### DATA IN THIS EXERCISE
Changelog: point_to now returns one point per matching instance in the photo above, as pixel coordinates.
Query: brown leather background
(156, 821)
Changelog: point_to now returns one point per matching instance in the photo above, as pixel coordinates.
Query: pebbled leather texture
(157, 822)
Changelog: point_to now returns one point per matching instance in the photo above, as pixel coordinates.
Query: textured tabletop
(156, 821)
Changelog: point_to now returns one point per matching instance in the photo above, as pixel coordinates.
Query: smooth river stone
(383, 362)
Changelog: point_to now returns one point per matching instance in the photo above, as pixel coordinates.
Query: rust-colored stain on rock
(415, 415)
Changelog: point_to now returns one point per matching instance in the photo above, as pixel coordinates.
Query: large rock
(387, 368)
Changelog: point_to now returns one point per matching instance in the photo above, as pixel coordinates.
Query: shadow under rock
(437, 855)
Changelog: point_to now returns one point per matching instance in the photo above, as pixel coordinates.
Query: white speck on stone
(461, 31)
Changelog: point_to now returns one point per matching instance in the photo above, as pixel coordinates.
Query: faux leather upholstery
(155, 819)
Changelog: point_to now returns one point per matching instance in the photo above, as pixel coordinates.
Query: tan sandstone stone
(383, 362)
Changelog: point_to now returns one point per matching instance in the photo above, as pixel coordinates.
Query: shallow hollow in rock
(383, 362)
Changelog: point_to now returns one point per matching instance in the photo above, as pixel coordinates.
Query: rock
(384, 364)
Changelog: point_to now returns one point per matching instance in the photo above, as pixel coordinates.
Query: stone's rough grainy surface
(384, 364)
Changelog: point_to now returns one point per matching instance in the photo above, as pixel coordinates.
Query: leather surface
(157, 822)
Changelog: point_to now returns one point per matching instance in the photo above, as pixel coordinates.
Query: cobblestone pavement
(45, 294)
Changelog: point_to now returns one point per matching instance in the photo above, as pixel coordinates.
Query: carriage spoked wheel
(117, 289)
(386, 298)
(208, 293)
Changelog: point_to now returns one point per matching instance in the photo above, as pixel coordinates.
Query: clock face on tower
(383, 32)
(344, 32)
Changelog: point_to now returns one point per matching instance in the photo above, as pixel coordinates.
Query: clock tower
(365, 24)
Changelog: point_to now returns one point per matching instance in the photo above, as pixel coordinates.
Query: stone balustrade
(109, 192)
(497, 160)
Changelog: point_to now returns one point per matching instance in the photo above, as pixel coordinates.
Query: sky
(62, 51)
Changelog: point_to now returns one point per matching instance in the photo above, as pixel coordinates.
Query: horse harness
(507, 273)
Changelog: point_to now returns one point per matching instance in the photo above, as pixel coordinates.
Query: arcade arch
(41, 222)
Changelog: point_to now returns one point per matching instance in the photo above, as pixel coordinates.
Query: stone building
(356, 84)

* * *

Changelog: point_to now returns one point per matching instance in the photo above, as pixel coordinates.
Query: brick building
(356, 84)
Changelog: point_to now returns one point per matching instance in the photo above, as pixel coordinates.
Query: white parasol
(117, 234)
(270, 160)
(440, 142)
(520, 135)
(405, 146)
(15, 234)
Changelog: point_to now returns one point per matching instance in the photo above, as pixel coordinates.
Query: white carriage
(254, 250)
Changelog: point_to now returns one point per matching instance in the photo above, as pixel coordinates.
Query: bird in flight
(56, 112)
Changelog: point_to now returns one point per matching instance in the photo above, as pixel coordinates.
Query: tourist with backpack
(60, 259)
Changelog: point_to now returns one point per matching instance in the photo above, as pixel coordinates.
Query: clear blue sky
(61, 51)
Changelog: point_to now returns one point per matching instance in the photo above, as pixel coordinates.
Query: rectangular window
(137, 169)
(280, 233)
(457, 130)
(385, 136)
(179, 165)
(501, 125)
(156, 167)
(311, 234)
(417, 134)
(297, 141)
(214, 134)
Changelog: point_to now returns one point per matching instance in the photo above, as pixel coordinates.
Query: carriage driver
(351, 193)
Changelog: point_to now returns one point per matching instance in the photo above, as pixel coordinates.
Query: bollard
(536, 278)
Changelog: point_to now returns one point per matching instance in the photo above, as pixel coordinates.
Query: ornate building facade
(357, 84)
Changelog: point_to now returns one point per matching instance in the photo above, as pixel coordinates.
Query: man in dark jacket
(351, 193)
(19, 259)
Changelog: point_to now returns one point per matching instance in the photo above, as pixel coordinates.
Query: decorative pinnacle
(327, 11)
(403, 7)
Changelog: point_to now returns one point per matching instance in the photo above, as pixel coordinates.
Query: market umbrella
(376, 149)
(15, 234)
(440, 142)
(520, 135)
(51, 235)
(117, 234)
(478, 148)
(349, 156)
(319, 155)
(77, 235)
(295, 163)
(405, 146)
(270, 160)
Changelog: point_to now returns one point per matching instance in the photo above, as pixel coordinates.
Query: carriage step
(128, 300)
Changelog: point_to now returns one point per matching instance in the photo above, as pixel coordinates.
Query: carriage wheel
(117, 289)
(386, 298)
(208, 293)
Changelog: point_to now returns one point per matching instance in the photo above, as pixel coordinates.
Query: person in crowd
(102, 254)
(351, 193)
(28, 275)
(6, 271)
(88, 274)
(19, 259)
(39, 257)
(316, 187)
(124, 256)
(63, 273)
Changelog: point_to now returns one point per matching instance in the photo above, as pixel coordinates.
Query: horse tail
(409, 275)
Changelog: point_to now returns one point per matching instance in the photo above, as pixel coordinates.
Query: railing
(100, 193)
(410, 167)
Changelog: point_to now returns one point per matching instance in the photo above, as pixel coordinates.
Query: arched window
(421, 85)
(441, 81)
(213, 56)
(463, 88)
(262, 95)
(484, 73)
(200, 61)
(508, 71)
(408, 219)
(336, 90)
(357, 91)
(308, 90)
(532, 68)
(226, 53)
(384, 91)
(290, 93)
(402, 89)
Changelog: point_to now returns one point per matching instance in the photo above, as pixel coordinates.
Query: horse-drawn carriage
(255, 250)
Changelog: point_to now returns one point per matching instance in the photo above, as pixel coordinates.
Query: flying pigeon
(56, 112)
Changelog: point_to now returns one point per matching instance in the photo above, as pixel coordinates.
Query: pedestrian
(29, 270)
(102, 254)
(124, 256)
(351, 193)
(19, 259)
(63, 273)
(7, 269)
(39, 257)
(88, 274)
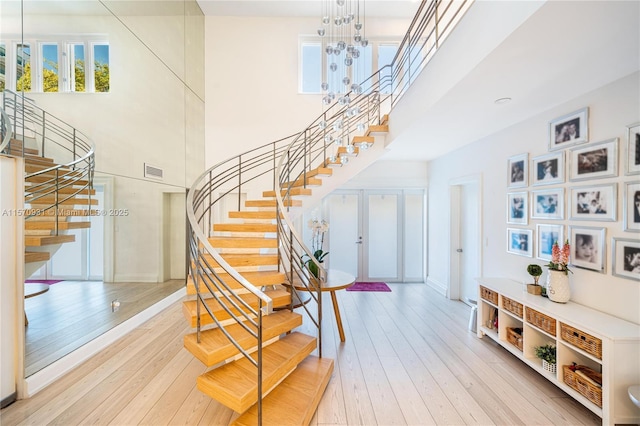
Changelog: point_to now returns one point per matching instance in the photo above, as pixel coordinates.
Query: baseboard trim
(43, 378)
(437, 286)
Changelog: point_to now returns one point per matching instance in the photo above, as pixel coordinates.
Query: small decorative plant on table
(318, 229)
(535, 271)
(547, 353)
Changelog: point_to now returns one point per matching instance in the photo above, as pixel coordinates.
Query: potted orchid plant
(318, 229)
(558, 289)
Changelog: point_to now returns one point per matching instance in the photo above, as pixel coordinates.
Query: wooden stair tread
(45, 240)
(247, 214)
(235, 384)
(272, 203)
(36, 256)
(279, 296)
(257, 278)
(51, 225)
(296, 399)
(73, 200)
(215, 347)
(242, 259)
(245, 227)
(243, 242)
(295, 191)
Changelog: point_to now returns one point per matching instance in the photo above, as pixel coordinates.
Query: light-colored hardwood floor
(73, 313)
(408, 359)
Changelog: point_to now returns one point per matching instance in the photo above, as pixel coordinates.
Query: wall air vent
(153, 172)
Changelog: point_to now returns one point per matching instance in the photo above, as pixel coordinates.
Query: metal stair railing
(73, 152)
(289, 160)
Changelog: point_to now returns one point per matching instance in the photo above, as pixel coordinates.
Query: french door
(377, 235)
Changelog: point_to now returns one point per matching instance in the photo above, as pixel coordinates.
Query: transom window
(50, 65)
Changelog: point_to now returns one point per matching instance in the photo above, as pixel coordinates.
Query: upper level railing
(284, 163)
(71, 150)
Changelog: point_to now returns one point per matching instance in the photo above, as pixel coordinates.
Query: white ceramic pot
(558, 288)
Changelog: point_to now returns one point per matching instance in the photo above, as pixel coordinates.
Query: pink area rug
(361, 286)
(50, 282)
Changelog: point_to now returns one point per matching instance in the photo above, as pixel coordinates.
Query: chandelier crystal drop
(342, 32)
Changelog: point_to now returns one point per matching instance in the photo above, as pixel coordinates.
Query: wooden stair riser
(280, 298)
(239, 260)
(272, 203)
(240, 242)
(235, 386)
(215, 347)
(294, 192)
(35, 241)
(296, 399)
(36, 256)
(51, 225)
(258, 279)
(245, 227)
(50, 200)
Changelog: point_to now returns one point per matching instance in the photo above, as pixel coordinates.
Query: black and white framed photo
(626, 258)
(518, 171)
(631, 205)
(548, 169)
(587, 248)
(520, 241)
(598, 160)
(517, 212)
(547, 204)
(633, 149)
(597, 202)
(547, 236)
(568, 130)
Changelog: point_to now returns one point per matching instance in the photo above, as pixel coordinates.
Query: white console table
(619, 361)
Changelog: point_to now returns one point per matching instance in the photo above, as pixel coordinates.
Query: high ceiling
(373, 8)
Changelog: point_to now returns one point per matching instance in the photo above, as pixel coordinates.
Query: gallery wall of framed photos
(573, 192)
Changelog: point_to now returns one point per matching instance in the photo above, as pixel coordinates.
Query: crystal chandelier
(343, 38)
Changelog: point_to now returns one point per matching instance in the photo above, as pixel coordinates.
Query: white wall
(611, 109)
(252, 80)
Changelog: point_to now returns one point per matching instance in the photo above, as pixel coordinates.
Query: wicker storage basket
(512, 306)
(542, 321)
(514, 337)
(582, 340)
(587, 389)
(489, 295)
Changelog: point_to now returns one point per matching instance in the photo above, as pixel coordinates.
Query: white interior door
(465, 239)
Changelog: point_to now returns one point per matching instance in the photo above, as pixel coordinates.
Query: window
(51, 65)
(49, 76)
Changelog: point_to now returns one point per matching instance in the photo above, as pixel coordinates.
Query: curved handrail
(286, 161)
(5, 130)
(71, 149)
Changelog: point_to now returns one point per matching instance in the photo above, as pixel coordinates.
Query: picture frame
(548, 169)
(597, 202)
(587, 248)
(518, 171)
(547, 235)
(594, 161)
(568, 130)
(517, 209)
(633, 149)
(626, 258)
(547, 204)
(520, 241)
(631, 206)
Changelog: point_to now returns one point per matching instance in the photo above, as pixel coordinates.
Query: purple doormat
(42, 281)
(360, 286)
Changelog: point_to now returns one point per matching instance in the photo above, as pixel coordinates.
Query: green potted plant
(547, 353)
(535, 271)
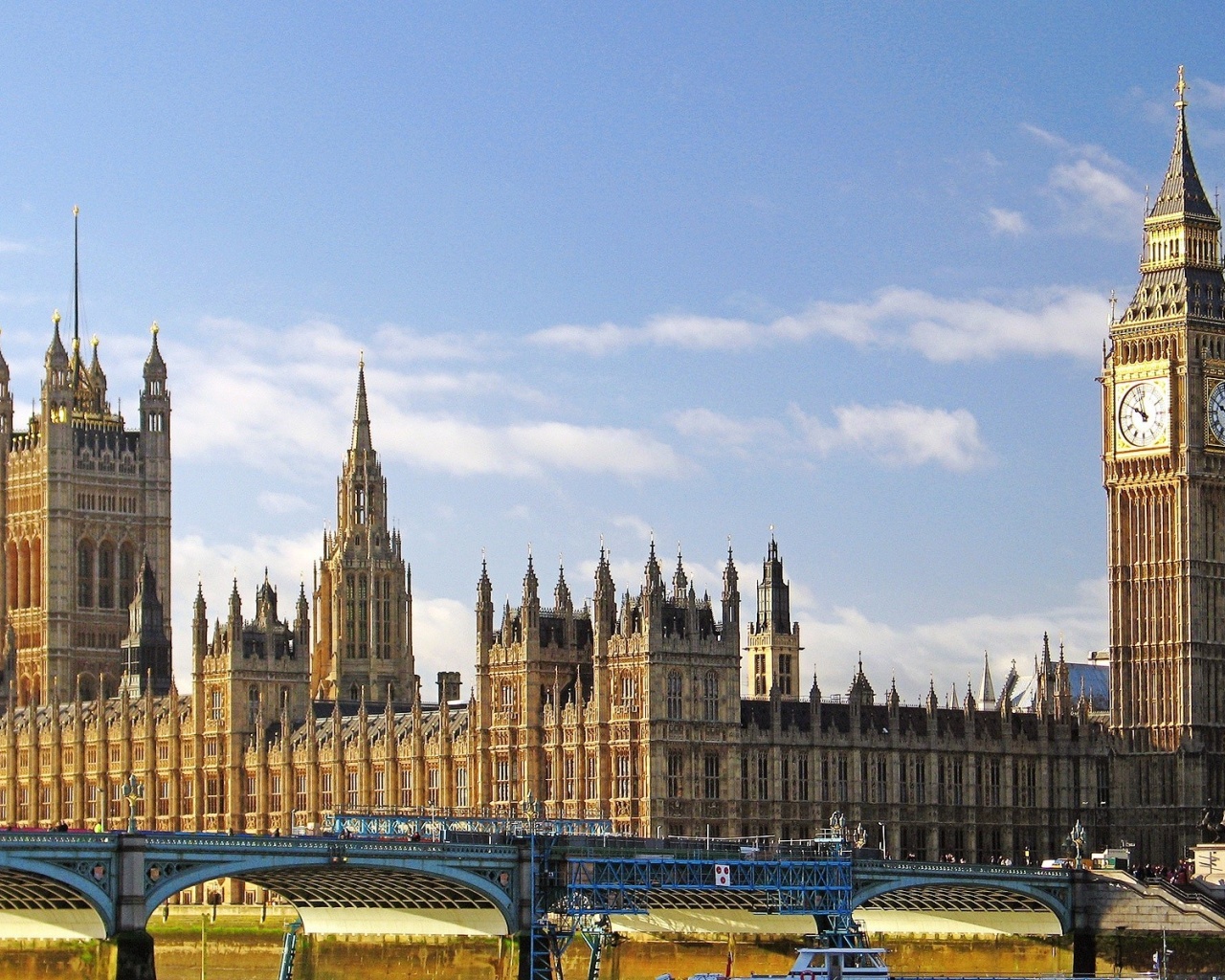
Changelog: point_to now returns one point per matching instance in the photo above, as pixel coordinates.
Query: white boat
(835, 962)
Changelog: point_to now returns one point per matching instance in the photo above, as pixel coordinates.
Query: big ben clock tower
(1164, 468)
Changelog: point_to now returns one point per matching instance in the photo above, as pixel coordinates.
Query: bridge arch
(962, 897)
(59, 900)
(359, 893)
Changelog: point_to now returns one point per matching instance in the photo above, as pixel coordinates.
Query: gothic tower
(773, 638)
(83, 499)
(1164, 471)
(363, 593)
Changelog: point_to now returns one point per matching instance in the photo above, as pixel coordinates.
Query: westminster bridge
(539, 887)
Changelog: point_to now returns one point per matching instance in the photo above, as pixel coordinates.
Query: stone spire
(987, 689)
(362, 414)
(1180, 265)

* * *

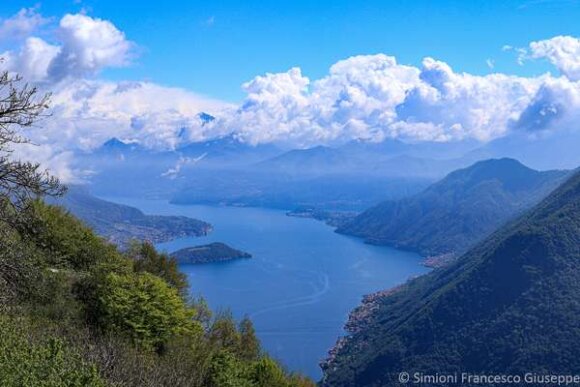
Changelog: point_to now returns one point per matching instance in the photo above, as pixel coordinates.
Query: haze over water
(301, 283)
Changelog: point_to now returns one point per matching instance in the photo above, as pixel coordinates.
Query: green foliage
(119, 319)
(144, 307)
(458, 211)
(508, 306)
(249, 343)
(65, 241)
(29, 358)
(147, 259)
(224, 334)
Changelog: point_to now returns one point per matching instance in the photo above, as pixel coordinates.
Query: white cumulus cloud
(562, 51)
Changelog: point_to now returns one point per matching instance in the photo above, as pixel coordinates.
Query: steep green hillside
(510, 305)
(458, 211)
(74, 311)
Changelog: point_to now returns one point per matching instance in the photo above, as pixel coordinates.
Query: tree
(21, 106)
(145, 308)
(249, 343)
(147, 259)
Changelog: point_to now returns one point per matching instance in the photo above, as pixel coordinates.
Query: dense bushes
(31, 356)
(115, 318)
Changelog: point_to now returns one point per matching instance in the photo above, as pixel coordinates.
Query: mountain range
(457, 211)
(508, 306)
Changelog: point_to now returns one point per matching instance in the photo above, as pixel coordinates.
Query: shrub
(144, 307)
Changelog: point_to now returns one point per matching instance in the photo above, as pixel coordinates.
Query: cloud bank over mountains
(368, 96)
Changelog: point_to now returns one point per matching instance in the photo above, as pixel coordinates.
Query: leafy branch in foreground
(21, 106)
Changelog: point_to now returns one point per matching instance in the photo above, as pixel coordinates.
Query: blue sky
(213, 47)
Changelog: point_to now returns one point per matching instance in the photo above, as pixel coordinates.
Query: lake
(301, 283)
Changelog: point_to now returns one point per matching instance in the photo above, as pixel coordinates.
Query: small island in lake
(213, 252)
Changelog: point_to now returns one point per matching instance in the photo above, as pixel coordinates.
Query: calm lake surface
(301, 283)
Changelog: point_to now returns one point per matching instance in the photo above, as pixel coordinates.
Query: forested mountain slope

### WHAT YOU NEED TO DO
How many lines in the data above contain the word "building"? Reply with the number only.

### TASK ANSWER
3